> SOURCE DOCUMENT:
(begin)

Aaron on the Side of Winning
Posted 4/8/12Aaron Soroka has had many fine accomplishments in life. He once drove 23 straight hours from Reno to Minneapolis. He hooked up with a girl Brock Lesnar was after. He found a way to make a mustache look even creepier than the one worn by John Waters. But these accomplishments pale in comparison to the one he achieved tonight. Aaron Soroka is your 2012 Wockey Champion!
Ferris State, the plucky underdogs from Big Rapids, Michigan gave Boston College a much tougher time than anyone thought they could. But in the end, the superiority of the now five-time NCAA hockey champion was too much as the Eagles won 4-1. BC was far and away the pool’s favorite to win the title. 54 brackets correctly guessed the winner. For a pool whose participants hadn't predicted a correct champion for the first three years of its existence, that’s usually the kiss of death. But this year, all five money winners and 26 of the top 27 place-winners had BC as their champ. Congratulations to all of the winners and especially to Aaron Now let’s get to the important numbers.
For being the 2012 Wockey Champion by scoring 55 total points, Aaron Soroka receives $801.00 and the coveted Jewett Trophy. On top of that, just in time for the grilling season, he’ll receive this fanciful barbeque set that is sure to let all who he cooks for know that the coals aren’t the only thing hot about Aaron. Also, that sentence just received the “Most Awkward and Misleading Wockey Blog Sentence of the Year” Award. Thank you. Thank you very much.
Scoring 50 points apiece, we had a three-way tie for 2nd place between Charlie Lentz, Erich Manwarren, and Glenn Perez. After none of them signed the waiver allowing me to stage a Hunger Games–style fight to the death for the remaining money, I had to turn to the first tiebreaker—total goals scored in the Frozen Four.
In case you missed the “Price is Right rules don’t apply” message from an earlier blog post, it’s closest to the final number, not closest to without going over.

(end)

> DATA EXCERPTS:
(begin)

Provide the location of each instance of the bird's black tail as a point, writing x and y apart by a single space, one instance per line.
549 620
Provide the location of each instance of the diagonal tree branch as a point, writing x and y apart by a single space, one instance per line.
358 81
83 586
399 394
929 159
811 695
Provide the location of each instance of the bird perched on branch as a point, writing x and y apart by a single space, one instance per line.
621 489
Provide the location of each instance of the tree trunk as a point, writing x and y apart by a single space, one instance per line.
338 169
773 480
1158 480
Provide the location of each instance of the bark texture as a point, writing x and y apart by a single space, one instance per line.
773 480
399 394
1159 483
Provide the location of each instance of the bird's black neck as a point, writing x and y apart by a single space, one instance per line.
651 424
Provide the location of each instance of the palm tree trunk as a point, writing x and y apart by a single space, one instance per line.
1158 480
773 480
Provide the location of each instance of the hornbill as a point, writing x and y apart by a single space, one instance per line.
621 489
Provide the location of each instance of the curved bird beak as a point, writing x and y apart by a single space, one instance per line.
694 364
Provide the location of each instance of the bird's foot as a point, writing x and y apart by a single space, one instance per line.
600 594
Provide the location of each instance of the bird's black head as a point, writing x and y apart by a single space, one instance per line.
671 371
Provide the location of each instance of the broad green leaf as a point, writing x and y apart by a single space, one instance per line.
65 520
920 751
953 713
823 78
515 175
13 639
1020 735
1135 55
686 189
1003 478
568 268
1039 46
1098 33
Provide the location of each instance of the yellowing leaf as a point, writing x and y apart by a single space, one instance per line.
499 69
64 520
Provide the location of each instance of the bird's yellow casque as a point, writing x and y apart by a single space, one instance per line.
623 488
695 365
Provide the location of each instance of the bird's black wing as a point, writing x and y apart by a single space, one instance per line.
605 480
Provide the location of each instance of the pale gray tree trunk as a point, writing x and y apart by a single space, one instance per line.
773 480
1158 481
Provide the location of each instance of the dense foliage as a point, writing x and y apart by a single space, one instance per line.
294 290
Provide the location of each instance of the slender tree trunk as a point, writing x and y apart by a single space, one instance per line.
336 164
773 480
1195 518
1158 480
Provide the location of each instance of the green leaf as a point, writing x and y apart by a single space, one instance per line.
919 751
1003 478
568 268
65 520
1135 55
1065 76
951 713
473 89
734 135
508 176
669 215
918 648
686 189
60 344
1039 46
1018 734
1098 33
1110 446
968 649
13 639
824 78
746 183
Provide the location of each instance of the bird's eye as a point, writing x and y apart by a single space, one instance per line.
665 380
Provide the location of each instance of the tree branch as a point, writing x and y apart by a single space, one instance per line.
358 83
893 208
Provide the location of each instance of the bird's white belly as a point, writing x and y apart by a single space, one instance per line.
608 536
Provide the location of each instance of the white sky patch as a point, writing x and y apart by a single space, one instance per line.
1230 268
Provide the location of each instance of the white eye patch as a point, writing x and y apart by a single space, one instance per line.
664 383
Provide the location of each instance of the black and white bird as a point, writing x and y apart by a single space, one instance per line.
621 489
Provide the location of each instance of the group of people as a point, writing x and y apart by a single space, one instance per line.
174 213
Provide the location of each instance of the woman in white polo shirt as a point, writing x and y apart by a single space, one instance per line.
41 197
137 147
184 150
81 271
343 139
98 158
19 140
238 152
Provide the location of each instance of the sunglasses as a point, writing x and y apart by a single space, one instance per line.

(end)

> REQUIREMENTS:
a – Could you give the hockey pool post again, starting with "Aaron on the" and going on through "2012 Wockey Champion!", with "mustache" updated to "beard"?
b – Does the hockey pool post agree with each statement below? Answer yes or no for each, quoting the deciding words of the post.
(i) Boston College won the title game 4-1.
(ii) Ferris State comes from Big Rapids, Michigan.
(iii) Aaron Soroka won the pool with 50 total points.
c – In the hockey pool post:
(i) How many brackets correctly guessed the winner?
(ii) How much money does Aaron Soroka receive?
(iii) What was the first tiebreaker for the second-place tie?

> SOLUTIONS PER TASK:
a –
Aaron on the Side of Winning
Posted 4/8/12Aaron Soroka has had many fine accomplishments in life. He once drove 23 straight hours from Reno to Minneapolis. He hooked up with a girl Brock Lesnar was after. He found a way to make a beard look even creepier than the one worn by John Waters. But these accomplishments pale in comparison to the one he achieved tonight. Aaron Soroka is your 2012 Wockey Champion!

b –
(i) Yes: "the Eagles won 4-1"
(ii) Yes: "Ferris State, the plucky underdogs from Big Rapids, Michigan"
(iii) No: "by scoring 55 total points"

c –
(i) 54
(ii) $801.00
(iii) Total goals scored in the Frozen Four